What is needed —
Rescale the data from its beginning through the line containing "26 24 L 26 20", both ends included, and give only those lines. Copy every line, multiplying each coordinate in the outlines by 0.65 and rounding to whole numbers with halves rounded up, and leave the pictures out.
* begin Extracted records *
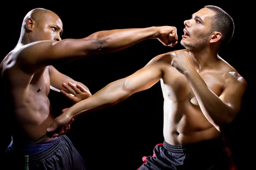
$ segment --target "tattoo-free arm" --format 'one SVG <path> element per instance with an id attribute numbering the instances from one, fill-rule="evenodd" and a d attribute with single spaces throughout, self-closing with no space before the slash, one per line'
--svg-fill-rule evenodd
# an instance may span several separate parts
<path id="1" fill-rule="evenodd" d="M 226 86 L 219 97 L 207 86 L 196 71 L 189 70 L 184 74 L 197 99 L 203 113 L 219 131 L 231 123 L 241 108 L 247 84 L 236 72 L 224 75 Z"/>

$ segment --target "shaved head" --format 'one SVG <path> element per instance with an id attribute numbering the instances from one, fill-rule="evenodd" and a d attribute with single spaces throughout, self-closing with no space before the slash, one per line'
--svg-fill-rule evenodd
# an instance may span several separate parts
<path id="1" fill-rule="evenodd" d="M 26 24 L 26 20 L 29 18 L 36 22 L 41 22 L 47 18 L 49 14 L 57 14 L 52 11 L 43 8 L 35 8 L 29 11 L 23 20 L 23 25 Z"/>

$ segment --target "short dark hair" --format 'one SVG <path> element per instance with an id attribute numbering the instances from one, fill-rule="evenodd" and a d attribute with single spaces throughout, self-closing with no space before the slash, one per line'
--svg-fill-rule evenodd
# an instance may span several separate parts
<path id="1" fill-rule="evenodd" d="M 216 12 L 211 18 L 212 24 L 210 31 L 217 31 L 221 33 L 221 44 L 227 44 L 233 37 L 235 23 L 232 17 L 221 8 L 212 5 L 204 6 Z"/>

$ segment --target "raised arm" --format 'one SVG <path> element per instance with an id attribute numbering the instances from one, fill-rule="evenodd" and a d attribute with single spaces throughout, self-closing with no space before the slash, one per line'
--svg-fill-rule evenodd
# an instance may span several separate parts
<path id="1" fill-rule="evenodd" d="M 158 39 L 165 45 L 177 42 L 175 27 L 152 26 L 102 31 L 79 39 L 59 41 L 37 41 L 20 50 L 20 67 L 26 72 L 34 73 L 41 68 L 69 62 L 92 54 L 113 52 L 148 39 Z"/>
<path id="2" fill-rule="evenodd" d="M 70 124 L 78 116 L 115 105 L 135 93 L 148 89 L 162 78 L 166 62 L 161 54 L 151 60 L 144 67 L 125 78 L 111 82 L 90 97 L 70 108 L 52 123 L 49 132 L 59 126 Z M 55 137 L 60 134 L 55 134 Z"/>

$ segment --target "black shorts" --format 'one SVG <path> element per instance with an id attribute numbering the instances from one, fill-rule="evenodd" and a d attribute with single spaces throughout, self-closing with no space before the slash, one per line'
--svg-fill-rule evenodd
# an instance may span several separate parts
<path id="1" fill-rule="evenodd" d="M 52 146 L 31 155 L 21 154 L 17 149 L 6 150 L 5 169 L 86 170 L 84 162 L 68 137 L 63 135 L 57 140 Z"/>
<path id="2" fill-rule="evenodd" d="M 153 156 L 143 157 L 137 170 L 235 170 L 230 154 L 221 139 L 182 145 L 164 141 L 155 146 Z"/>

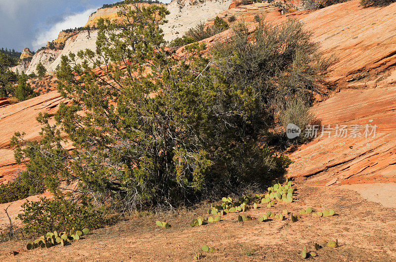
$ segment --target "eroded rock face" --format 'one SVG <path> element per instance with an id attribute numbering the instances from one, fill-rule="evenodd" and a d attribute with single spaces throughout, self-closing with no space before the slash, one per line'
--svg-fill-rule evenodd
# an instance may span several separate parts
<path id="1" fill-rule="evenodd" d="M 36 120 L 39 112 L 53 114 L 62 101 L 60 95 L 53 91 L 44 95 L 0 107 L 0 184 L 11 179 L 23 169 L 14 159 L 10 140 L 17 131 L 25 132 L 24 138 L 29 141 L 38 139 L 41 125 Z M 51 120 L 53 123 L 53 120 Z"/>
<path id="2" fill-rule="evenodd" d="M 233 2 L 234 3 L 235 2 Z M 274 6 L 271 4 L 265 2 L 257 2 L 248 5 L 240 5 L 231 8 L 233 5 L 230 5 L 230 8 L 218 14 L 216 14 L 205 23 L 205 26 L 212 26 L 216 16 L 223 19 L 230 23 L 232 20 L 243 20 L 247 23 L 252 23 L 254 17 L 257 16 L 265 15 L 267 19 L 273 19 L 281 15 L 282 8 Z"/>
<path id="3" fill-rule="evenodd" d="M 294 163 L 288 176 L 306 177 L 309 184 L 320 186 L 396 182 L 395 110 L 396 86 L 343 90 L 315 106 L 312 112 L 321 124 L 334 130 L 290 154 Z M 337 124 L 347 127 L 346 137 L 335 136 Z M 353 137 L 351 129 L 356 125 L 362 129 Z M 370 132 L 377 126 L 375 136 L 366 137 L 365 125 Z"/>
<path id="4" fill-rule="evenodd" d="M 33 55 L 30 51 L 30 50 L 26 47 L 25 48 L 23 48 L 23 51 L 22 51 L 22 54 L 21 54 L 21 56 L 19 57 L 19 59 L 22 60 L 24 58 L 29 58 L 33 57 Z"/>

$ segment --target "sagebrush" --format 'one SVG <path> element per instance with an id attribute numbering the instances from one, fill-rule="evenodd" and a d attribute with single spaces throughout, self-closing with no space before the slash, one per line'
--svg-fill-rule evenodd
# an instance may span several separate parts
<path id="1" fill-rule="evenodd" d="M 290 160 L 260 138 L 279 105 L 327 73 L 310 34 L 296 21 L 260 21 L 252 41 L 239 24 L 208 56 L 194 42 L 175 58 L 159 26 L 165 7 L 122 7 L 122 24 L 99 21 L 96 52 L 62 57 L 58 88 L 69 102 L 56 124 L 38 118 L 40 141 L 13 140 L 17 161 L 30 159 L 24 175 L 117 211 L 190 205 L 281 176 Z"/>

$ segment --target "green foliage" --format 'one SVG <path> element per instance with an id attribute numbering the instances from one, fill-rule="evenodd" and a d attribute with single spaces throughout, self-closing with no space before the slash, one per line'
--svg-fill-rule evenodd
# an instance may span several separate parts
* end Extracted records *
Solution to this task —
$ segment --target "tattoo-free arm" --format 'one SVG <path> element per instance with an id attribute numbering the instances from one, fill-rule="evenodd" and a d attribute with single spaces throughout, self-closing with no space before the slash, one per line'
--svg-fill-rule evenodd
# an instance may span several separate parts
<path id="1" fill-rule="evenodd" d="M 147 56 L 142 63 L 135 56 L 127 46 L 123 46 L 120 48 L 128 64 L 132 73 L 142 85 L 150 80 L 157 70 L 161 55 L 153 47 L 146 49 Z"/>

$ segment --target "shaved head" --format 'one SVG <path> element per instance with an id attribute numbering the instances from one, fill-rule="evenodd" and a d attribute with single spaces throughout, self-closing with no space before the slash, one per line'
--svg-fill-rule evenodd
# an instance may span several separate parts
<path id="1" fill-rule="evenodd" d="M 17 16 L 17 13 L 19 12 L 23 14 L 27 14 L 31 12 L 32 9 L 37 9 L 34 7 L 28 5 L 23 5 L 19 7 L 15 13 L 15 16 Z"/>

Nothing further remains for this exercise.